#### Work to complete:
Please reproduce the following records exactly as they appear.

#### Dataset:
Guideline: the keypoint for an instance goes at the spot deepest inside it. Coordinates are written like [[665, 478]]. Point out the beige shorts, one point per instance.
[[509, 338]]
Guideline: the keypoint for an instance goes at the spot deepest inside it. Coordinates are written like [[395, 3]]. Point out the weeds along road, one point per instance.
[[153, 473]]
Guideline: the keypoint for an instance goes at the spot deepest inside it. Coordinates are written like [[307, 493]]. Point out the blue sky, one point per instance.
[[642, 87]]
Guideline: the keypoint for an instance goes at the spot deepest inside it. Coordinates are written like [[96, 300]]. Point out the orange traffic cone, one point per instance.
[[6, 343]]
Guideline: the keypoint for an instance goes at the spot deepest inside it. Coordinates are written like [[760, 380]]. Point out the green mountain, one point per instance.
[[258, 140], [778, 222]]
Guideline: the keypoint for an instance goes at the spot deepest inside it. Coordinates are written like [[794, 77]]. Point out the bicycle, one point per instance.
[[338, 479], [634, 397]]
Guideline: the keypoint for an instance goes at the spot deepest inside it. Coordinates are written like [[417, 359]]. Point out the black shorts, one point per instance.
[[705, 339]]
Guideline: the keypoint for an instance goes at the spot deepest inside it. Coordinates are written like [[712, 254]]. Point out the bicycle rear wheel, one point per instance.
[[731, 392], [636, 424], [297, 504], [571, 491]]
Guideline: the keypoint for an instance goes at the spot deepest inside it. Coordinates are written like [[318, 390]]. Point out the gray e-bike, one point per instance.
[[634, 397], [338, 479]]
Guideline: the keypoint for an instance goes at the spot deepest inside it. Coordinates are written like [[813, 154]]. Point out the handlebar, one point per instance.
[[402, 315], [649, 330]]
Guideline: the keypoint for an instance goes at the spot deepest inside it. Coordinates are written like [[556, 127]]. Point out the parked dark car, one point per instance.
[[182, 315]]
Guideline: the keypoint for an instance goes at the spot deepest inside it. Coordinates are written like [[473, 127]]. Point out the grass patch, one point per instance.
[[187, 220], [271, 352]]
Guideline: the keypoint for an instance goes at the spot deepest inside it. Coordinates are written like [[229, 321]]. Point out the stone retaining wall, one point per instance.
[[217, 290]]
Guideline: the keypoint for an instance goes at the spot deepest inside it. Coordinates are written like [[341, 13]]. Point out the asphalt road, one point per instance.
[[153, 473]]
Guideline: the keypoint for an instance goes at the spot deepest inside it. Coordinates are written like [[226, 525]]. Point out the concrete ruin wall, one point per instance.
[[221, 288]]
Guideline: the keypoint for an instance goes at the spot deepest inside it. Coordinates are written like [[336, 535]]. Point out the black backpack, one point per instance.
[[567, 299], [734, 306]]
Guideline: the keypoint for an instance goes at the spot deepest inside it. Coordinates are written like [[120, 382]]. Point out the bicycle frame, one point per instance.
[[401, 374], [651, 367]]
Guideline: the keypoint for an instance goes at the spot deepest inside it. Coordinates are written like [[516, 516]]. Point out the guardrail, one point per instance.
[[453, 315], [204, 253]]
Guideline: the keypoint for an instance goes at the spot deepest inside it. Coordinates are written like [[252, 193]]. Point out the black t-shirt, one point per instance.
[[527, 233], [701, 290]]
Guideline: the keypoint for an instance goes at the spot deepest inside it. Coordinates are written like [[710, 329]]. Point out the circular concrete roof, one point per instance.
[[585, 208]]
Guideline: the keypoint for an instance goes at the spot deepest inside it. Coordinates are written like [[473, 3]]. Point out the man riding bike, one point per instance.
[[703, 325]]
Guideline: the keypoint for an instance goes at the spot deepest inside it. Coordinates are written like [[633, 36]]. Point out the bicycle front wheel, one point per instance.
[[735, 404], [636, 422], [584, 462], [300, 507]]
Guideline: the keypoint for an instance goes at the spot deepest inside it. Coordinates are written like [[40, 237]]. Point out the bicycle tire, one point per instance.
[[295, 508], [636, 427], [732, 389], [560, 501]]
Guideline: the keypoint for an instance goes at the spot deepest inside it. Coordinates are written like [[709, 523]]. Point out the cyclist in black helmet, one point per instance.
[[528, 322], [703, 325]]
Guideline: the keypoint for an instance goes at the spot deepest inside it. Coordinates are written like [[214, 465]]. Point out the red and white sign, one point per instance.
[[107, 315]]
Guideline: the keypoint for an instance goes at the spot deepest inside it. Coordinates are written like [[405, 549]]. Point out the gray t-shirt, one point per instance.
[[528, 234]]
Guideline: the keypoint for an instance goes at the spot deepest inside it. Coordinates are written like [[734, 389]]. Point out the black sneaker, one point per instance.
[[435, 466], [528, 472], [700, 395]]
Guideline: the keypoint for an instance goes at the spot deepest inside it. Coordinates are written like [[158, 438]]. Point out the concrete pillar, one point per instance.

#### Answer area:
Guideline: the keypoint for an instance goes at the spot deepest inside it. Coordinates are written like [[665, 478]]. Point out the beige shorts, one point per instance.
[[509, 338]]
Guideline: the keypoint for an instance goes at the spot deepest inside it. Coordinates are written like [[395, 3]]. Point out the weeds along road, one point per instance.
[[153, 473]]
Guideline: the keypoint for an instance goes at the spot deepest inside it. Coordinates are written like [[307, 493]]. Point out the blue sky, one point per instance.
[[642, 87]]
Guideline: the keypoint for an instance goes at the spot deepest inside it. Coordinates are written like [[96, 300]]. Point out the orange traffic cone, one point per instance.
[[6, 343]]
Guideline: the keypoint for an instance goes at the spot deepest inside it. Coordinates are written like [[760, 380]]. Point out the green mountain, one point per instance.
[[258, 140], [778, 222]]
Guideline: the keypoint for an instance goes at the spot deepest inside it. Coordinates are written like [[794, 77]]. Point out the bicycle, one point per instance.
[[338, 479], [634, 397]]
Guideline: the keypoint for an instance goes at the spot deepest inside it. Coordinates are written like [[417, 359]]. Point out the black shorts, one point per instance.
[[705, 339]]
Guideline: the keypoint for an instance goes at the spot deepest inside it. Coordinates are written like [[712, 254]]. Point out the bicycle rear wheel, one point per instance.
[[731, 392], [636, 424], [297, 504], [571, 491]]
Guideline: the keypoint for an instance goes at the spot deepest inside it. Coordinates are written like [[318, 390]]. Point out the gray e-bike, one point per instance.
[[634, 397], [338, 479]]
Guideline: the keypoint for an instance goes at the spot deepest inside it. Coordinates are written like [[813, 154]]. Point out the handlebar, one point per instance.
[[402, 315], [649, 330]]
Guideline: the keypoint for an instance goes at the spot deepest inside it. Coordinates are written like [[556, 127]]. Point out the parked dark car, one point per instance.
[[182, 315]]
Guideline: the keypoint for an instance goes at the spot deepest inside it. Coordinates are written like [[473, 127]]. Point out the grass patch, one point per instance.
[[187, 220], [271, 352]]
Guideline: the keypoint for an instance goes at the spot deepest inside it. Coordinates are written like [[229, 321]]. Point out the stone retaining wall, one point per instance.
[[217, 290]]
Guideline: the keypoint for an instance goes at the spot deepest inside it. Coordinates are written like [[341, 13]]. Point out the asphalt road, one point per instance.
[[153, 473]]
Guideline: the keypoint for an instance goes at the spot deepest inside it. Coordinates are written like [[226, 525]]. Point out the concrete ruin wall, one point per instance.
[[221, 288]]
Guideline: the keypoint for an instance goes at the spot deepest inside it. Coordinates are written like [[336, 535]]. Point out the black backpack, one point per instance.
[[567, 299], [734, 306]]
Guideline: the keypoint for an instance goes at the spot deepest inside it. Coordinates are written like [[120, 382]]. Point out the bicycle frame, one point per instance.
[[401, 374], [651, 367]]
Guideline: the keypoint for an instance goes at the spot deepest inside it. Coordinates are written like [[516, 516]]. Point out the guardrail, one point per instance.
[[453, 315], [204, 253]]
Guideline: the keypoint for an instance goes at the spot deepest inside it. Coordinates are written like [[252, 193]]. Point out the black t-shirt, one point per instance.
[[527, 233], [701, 290]]
Guideline: the keypoint for an instance goes at the spot deepest inside it. Coordinates are written like [[710, 329]]. Point out the circular concrete roof, one point per instance.
[[585, 208]]
Guideline: the keypoint for an instance goes at the spot deepest inside it. Coordinates are written like [[473, 3]]. Point out the man riding bike, one point per instance.
[[703, 325]]
Guideline: the keypoint for an instance goes at the spot deepest inside it. Coordinates are written like [[633, 36]]. Point out the bicycle front wheel, one point per instance.
[[735, 404], [636, 422], [584, 462], [300, 507]]
Guideline: the keypoint for an instance goes at the spot deepest inside it. Coordinates are written like [[40, 237]]. Point out the bicycle tire, one point per instance.
[[295, 508], [636, 427], [732, 389], [560, 501]]
Guideline: the keypoint for an instance goes at the spot deepest inside it. Coordinates are written like [[709, 523]]. Point out the cyclist in black helmet, one point per instance.
[[528, 322], [703, 325]]
Guideline: the keypoint for an instance goes at the spot deepest inside it. Coordinates are written like [[214, 465]]. Point out the red and white sign, one point per instance.
[[107, 315]]
Guideline: the keypoint for an instance goes at the spot deepest inside it. Coordinates are written like [[405, 549]]. Point out the gray t-shirt, one point per instance.
[[528, 234]]
Guideline: the keypoint for an instance goes at the spot deepest inside it. Coordinates are written like [[734, 389]]. Point out the black sneaker, one point per instance.
[[435, 466], [528, 472], [700, 395]]
Guideline: the keypoint for an instance goes at the spot deepest inside it. Coordinates are written like [[158, 438]]. Point out the concrete pillar, one point per instance.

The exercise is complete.